[Location identification listing]

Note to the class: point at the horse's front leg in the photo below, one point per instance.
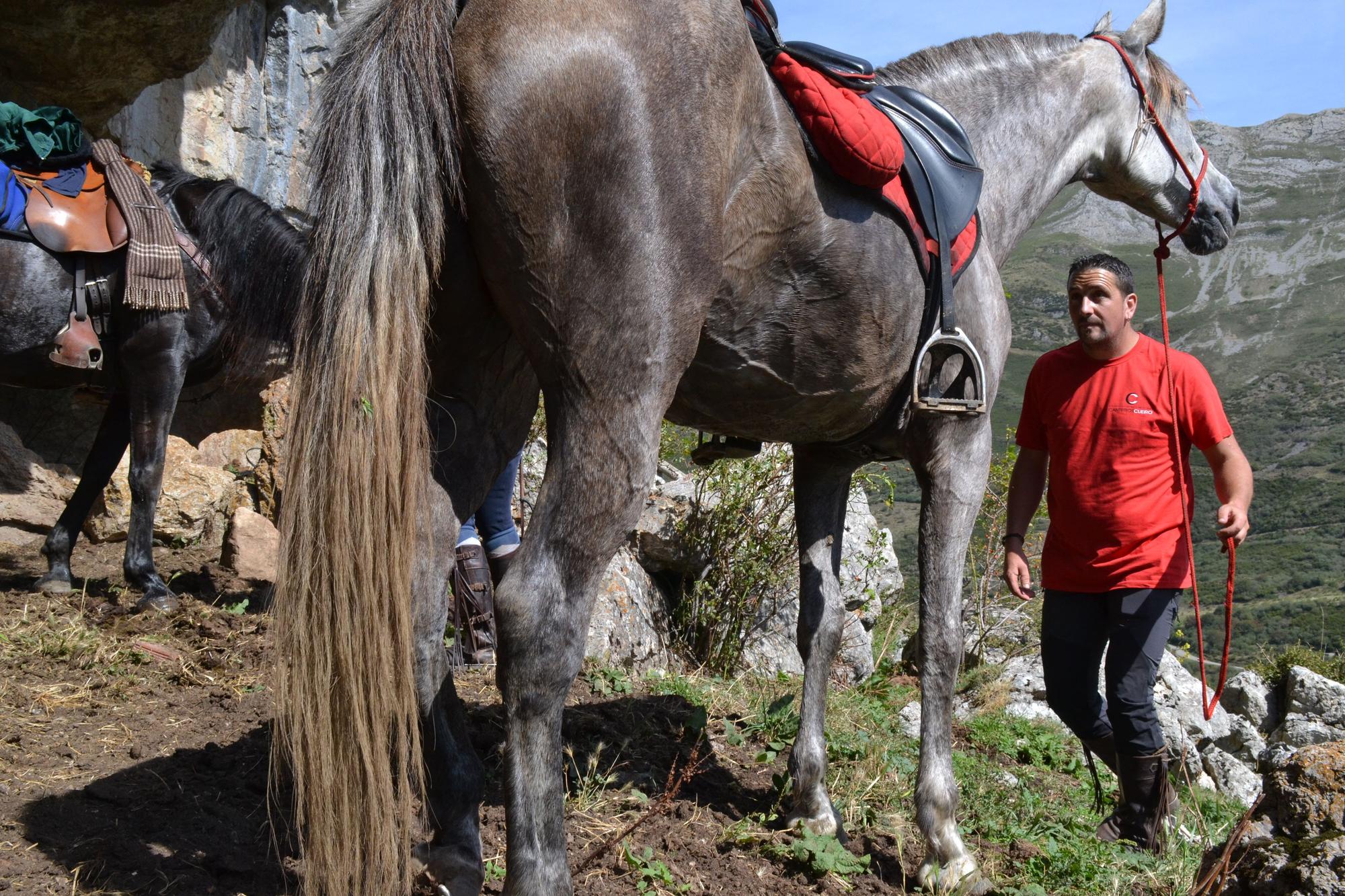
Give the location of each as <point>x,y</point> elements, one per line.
<point>821,489</point>
<point>108,447</point>
<point>153,372</point>
<point>952,463</point>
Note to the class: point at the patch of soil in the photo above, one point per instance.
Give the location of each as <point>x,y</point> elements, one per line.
<point>134,755</point>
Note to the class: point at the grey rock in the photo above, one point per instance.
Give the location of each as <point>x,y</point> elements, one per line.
<point>1296,845</point>
<point>630,623</point>
<point>1249,696</point>
<point>1231,776</point>
<point>658,538</point>
<point>32,494</point>
<point>1274,756</point>
<point>245,112</point>
<point>1303,731</point>
<point>909,720</point>
<point>771,645</point>
<point>1178,694</point>
<point>1313,694</point>
<point>1243,740</point>
<point>870,569</point>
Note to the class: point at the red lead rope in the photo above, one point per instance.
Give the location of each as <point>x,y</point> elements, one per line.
<point>1160,255</point>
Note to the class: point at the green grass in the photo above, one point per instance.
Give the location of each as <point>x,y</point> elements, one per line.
<point>1027,798</point>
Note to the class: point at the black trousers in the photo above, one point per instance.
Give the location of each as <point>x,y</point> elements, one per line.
<point>1075,630</point>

# Required work:
Beginning at the line that has "Note to the class: point at the grey" and continuing through the end of the listing, arrange that portion as a two-column CSV with columns input and output. Use one row per item, with the item's text in input and its answer in output, each in a single quoted field with line breaks turned into spaces.

# Solution for this exercise:
input,output
"Note to the class: point at the grey rock in the photo above, one point per instance. Give the location of each as <point>x,y</point> elements, one per line.","<point>1296,845</point> <point>630,623</point> <point>1249,696</point> <point>1231,776</point> <point>658,538</point> <point>32,494</point> <point>1274,756</point> <point>245,112</point> <point>1303,731</point> <point>909,720</point> <point>771,645</point> <point>1178,694</point> <point>1313,694</point> <point>1243,740</point> <point>870,569</point>"
"Note to the class: point at the red lead rope in the photo above, one point per instance. Give the location of each as <point>x,y</point> elements, one per line.","<point>1160,255</point>"
"Note to the class: point at the green grass in the photo above, one point per instance. Give the location of each as <point>x,y</point> elements, one per line.","<point>1027,798</point>"
"Note to the class: point at the black trousers in the photo above, one point per instance. Give the location of each as <point>x,y</point> elements, one per line.","<point>1075,630</point>"